[Start of Dataset content]

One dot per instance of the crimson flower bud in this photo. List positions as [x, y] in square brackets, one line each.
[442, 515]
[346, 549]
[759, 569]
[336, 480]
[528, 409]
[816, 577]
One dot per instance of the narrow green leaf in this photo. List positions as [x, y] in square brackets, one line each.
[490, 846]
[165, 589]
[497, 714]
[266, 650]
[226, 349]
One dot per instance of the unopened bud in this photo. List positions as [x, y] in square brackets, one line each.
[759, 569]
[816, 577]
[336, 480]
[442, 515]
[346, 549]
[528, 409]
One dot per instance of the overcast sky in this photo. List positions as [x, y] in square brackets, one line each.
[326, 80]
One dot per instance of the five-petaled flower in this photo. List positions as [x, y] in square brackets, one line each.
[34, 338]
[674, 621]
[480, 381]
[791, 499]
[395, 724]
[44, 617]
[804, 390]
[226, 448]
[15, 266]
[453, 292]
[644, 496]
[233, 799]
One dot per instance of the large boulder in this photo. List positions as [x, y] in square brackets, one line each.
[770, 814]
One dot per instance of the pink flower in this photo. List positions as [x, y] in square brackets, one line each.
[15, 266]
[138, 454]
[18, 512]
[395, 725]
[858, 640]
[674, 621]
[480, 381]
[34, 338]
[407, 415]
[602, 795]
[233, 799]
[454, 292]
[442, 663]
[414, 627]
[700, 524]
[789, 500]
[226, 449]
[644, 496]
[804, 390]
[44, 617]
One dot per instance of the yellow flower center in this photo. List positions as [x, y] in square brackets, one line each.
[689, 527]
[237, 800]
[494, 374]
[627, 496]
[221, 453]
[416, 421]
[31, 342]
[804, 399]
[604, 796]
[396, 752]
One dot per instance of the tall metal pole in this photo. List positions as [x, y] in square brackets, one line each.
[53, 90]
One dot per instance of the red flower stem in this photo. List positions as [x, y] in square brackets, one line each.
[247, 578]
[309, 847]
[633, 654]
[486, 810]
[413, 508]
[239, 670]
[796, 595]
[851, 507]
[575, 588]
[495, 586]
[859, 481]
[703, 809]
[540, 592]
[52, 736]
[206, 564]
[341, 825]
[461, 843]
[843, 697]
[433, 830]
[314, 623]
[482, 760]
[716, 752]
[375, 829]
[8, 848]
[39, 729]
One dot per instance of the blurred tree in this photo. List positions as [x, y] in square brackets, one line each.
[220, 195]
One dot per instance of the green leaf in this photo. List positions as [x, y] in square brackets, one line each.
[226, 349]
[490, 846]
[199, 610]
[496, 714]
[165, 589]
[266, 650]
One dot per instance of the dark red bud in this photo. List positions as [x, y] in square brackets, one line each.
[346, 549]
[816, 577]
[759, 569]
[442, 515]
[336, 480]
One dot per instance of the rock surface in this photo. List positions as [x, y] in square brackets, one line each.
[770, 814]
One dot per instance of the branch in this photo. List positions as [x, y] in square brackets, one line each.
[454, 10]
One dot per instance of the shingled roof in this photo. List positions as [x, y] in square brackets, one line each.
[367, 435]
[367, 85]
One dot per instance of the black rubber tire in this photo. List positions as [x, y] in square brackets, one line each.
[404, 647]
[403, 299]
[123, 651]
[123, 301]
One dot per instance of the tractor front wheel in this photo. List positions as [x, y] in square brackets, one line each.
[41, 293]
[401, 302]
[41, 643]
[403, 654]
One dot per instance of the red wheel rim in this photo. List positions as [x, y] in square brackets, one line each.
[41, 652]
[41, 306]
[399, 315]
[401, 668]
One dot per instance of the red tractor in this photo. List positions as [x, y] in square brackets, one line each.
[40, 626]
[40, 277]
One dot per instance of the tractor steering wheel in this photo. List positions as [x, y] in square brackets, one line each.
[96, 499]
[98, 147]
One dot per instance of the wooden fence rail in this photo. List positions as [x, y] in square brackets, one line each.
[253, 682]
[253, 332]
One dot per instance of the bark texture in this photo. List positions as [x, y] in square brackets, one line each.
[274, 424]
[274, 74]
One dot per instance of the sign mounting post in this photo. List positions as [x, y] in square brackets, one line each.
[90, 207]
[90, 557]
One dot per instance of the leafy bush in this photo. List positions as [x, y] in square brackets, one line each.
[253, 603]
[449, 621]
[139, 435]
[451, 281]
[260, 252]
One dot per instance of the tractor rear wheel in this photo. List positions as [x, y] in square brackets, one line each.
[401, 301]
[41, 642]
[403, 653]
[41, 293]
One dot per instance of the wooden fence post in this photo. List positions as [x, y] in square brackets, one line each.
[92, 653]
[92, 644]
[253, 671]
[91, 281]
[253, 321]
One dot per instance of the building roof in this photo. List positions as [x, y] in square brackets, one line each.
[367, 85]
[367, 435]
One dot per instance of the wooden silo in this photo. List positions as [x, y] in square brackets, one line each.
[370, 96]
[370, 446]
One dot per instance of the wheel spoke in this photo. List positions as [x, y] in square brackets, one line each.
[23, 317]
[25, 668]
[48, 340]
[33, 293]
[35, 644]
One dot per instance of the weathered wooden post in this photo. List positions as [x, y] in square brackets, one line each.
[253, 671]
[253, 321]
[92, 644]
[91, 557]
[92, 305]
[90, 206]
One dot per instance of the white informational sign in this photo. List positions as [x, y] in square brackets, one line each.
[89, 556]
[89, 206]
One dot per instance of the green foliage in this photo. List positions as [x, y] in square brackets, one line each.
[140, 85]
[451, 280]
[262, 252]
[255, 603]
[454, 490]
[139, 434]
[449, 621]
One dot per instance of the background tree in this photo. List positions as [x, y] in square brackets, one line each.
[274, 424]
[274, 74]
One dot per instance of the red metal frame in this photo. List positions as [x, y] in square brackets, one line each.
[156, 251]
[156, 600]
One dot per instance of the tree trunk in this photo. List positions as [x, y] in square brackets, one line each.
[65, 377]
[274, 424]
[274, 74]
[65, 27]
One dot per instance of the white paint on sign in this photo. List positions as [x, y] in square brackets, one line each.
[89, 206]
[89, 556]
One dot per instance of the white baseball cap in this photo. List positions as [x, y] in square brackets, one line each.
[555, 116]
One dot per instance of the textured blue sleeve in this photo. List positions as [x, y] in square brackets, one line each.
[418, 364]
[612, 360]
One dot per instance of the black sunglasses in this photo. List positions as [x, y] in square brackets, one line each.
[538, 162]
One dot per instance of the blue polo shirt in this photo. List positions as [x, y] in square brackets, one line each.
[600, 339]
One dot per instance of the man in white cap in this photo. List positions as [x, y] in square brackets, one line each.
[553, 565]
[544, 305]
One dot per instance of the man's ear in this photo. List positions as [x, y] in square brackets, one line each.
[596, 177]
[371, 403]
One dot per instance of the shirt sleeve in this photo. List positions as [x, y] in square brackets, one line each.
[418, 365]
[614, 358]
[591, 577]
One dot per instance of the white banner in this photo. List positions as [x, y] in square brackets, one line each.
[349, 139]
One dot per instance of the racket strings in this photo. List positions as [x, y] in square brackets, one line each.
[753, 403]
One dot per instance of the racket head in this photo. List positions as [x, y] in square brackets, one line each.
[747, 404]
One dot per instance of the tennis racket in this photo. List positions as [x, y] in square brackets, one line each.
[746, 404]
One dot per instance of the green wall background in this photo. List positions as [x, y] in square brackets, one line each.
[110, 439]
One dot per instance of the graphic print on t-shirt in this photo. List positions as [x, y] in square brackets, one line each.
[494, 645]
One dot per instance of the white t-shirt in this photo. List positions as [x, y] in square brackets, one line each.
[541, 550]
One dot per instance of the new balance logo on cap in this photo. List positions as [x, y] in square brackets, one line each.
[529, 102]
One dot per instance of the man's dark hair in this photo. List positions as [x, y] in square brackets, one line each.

[End of Dataset content]

### Exercise directions
Would you restate each of the entries word for word?

### Task solution
One dot per instance of the crimson flower bud in this photo. List positions as [x, y] in square brackets, one line each.
[442, 515]
[346, 549]
[759, 569]
[336, 480]
[528, 409]
[816, 577]
One dot per instance of the narrow green leaf in this photo. List positions as [x, y] in square brackets, one line each.
[490, 846]
[165, 589]
[497, 714]
[266, 650]
[226, 349]
One dot per instance of the unopened bud in this photo. List positions as [x, y] in square brackets, one line each.
[759, 569]
[816, 577]
[336, 480]
[442, 515]
[346, 549]
[528, 409]
One dot per instance of the overcast sky in this photo. List positions as [x, y] in square brackets, one line each.
[326, 80]
One dot per instance of the five-petaled flower in this photo. List positions as [x, y] in square brackets, one line each.
[34, 338]
[674, 621]
[480, 381]
[791, 499]
[395, 724]
[44, 617]
[804, 390]
[226, 448]
[15, 266]
[453, 292]
[644, 496]
[233, 799]
One dot per instance of the large boulder in this photo. List positions as [x, y] in square brackets, one line each.
[770, 814]
One dot per instance of the pink flower in this photo. List positions as [x, y] in square brackets, one line each.
[15, 266]
[138, 454]
[18, 512]
[395, 725]
[858, 640]
[674, 621]
[480, 381]
[34, 338]
[407, 415]
[602, 795]
[233, 799]
[454, 292]
[442, 663]
[414, 627]
[700, 524]
[789, 500]
[226, 449]
[644, 496]
[804, 390]
[44, 617]
One dot per instance of the yellow flower center in this photo. List positions as [x, y] in square brackets, one line each.
[689, 527]
[237, 800]
[494, 374]
[627, 496]
[221, 453]
[416, 421]
[31, 342]
[804, 399]
[604, 796]
[396, 752]
One dot per instance of the tall metal pole in this photo. List positions as [x, y] in square brackets, one line each.
[53, 90]
One dot per instance of the red flower stem in this photo. List positions as [x, y] in square brackets, one line each.
[247, 578]
[309, 847]
[633, 654]
[486, 810]
[413, 508]
[239, 670]
[796, 595]
[851, 507]
[575, 588]
[495, 586]
[859, 481]
[703, 809]
[540, 592]
[52, 736]
[206, 564]
[341, 825]
[461, 843]
[843, 697]
[433, 830]
[314, 623]
[482, 760]
[716, 752]
[375, 829]
[8, 848]
[39, 729]
One dot per instance of the blurred tree in this photo. List positions as [x, y] in square brackets, one line each.
[220, 195]
One dot per instance of the green leaf in this photo. List positions as [x, y] in square brackets, one line each.
[226, 349]
[490, 846]
[199, 610]
[496, 714]
[165, 589]
[266, 650]
One dot per instance of the dark red bud in this photo. List positions as [x, y] in square brackets, one line each.
[346, 549]
[816, 577]
[759, 569]
[442, 515]
[336, 480]
One dot per instance of the rock surface in this photo. List positions as [x, y] in square brackets, one line each.
[770, 814]
One dot per instance of the branch in this photo. List positions as [x, y] in square brackets, one line each.
[454, 10]
One dot per instance of the shingled roof in this photo. List positions as [x, y] in square brackets, one line each.
[367, 435]
[367, 85]
One dot per instance of the black rubber tire in this photo. List positions as [x, y] in square brackets, one line each.
[404, 647]
[403, 299]
[123, 651]
[123, 301]
One dot per instance of the tractor front wheel in this photo. List positions as [x, y] in square brackets, one line each.
[41, 293]
[401, 302]
[41, 643]
[403, 654]
One dot per instance of the red wheel rim in this photo. List positions as [x, y] in square brackets, one line each.
[41, 652]
[41, 306]
[399, 315]
[401, 668]
One dot per instance of the red tractor in this photo. List positions as [x, y] in square brackets, one line each.
[40, 626]
[40, 277]
One dot per instance of the tractor steering wheel in this photo. List positions as [x, y] in square brackets, one line each.
[96, 499]
[98, 147]
One dot per instance of the wooden fence rail in this photo. List positions as [x, y] in square brackets, one line each.
[253, 682]
[253, 332]
One dot per instance of the bark texture in this photo. List positions as [x, y] in square brackets, one line each.
[274, 424]
[274, 74]
One dot per instance of the sign mounting post in this photo. List positions as [x, y] in square brackets, one line each.
[90, 207]
[90, 557]
One dot per instance of the leafy bush in this photo. List positions as [x, y] in square brackets, one line each.
[253, 603]
[449, 621]
[139, 435]
[451, 281]
[260, 252]
One dot per instance of the tractor rear wheel in this photo. List positions as [x, y] in square brackets, one line each.
[401, 301]
[41, 642]
[403, 653]
[41, 293]
One dot per instance of the wooden fence post in this photo. List positions as [x, y] in square brackets, one line each.
[92, 653]
[92, 644]
[253, 671]
[91, 281]
[253, 321]
One dot per instance of the building roof in this photo. List positions as [x, y] in square brackets, one line each.
[367, 85]
[367, 435]
One dot per instance of the wooden silo in this photo. List positions as [x, y] in square brackets, one line each.
[370, 96]
[370, 446]
One dot per instance of the wheel spoke in this photo. List positions as [x, y] in square brackets, one line each.
[23, 317]
[25, 668]
[48, 340]
[33, 293]
[35, 644]
One dot per instance of the weathered wooden post in this photo. List positions as [x, y] in square brackets, one line each.
[253, 671]
[253, 321]
[92, 644]
[91, 557]
[92, 305]
[90, 206]
One dot per instance of the white informational sign in this photo. List positions as [x, y] in square brackets, one line each.
[89, 556]
[89, 206]
One dot per instance of the green foliage in this photo. List positions as [x, y] in square brackets, one line each.
[140, 85]
[451, 280]
[262, 252]
[255, 603]
[454, 490]
[139, 434]
[449, 621]
One dot per instance of the background tree in this photo. List positions as [x, y] in square brackets, one line each.
[274, 424]
[274, 74]
One dot per instance of the red metal frame in this photo. List positions as [x, y] in square brackets, one line each.
[156, 251]
[156, 600]
One dot per instance of the tree trunk in this photo. List positions as [x, y] in square brackets, one line each.
[65, 377]
[274, 424]
[274, 74]
[65, 27]
One dot per instance of the white paint on sign in this photo. List positions as [x, y] in square brackets, one line each.
[89, 206]
[89, 556]
One dot per instance of the white baseball cap in this photo. List positions as [x, y] in square brackets, one line each.
[555, 116]
One dot per instance of the textured blue sleeve in this photo. List positions as [x, y] in square brackets, one line each.
[418, 364]
[612, 360]
One dot per instance of the black sunglasses in this photo. List positions as [x, y] in square brackets, one line each.
[538, 162]
One dot per instance of the blue polo shirt in this photo. List positions as [x, y] in square brackets, one line each.
[600, 339]
One dot per instance of the man in white cap in this photo. List positions as [x, y] in square brackets, one line each.
[553, 565]
[544, 305]
One dot per instance of the man's ear in this photo. List positions as [x, y] in square brackets, one line each.
[596, 177]
[371, 403]
One dot per instance of the shirt sleeve in this photo. List positions as [x, y] in square brackets, one line each.
[418, 365]
[614, 358]
[591, 577]
One dot per instance of the white banner in this photo. List positions as [x, y] in square brackets, one line each.
[349, 139]
One dot per instance of the racket strings in this photo. List positions as [x, y] in square brackets, one line each.
[753, 403]
One dot per instance of the racket head in this photo. List positions as [x, y] in square brackets, one line each.
[747, 404]
One dot per instance of the tennis racket in this photo. List positions as [x, y] in square brackets, one line each.
[746, 404]
One dot per instance of the green wall background in this photo. List positions as [x, y] in square brackets, one line each.
[110, 439]
One dot per instance of the graphic print on t-shirt in this photo. List positions as [x, y] in square brackets, one line each.
[494, 645]
One dot per instance of the white t-shirt in this photo. List positions as [x, y] in square brackets, one line each.
[541, 550]
One dot per instance of the new balance logo on cap in this photo. List positions as [x, y] in square brackets, one line each.
[529, 102]
One dot per instance of the man's dark hair in this photo. List positions as [x, y] in square brackets, one line each.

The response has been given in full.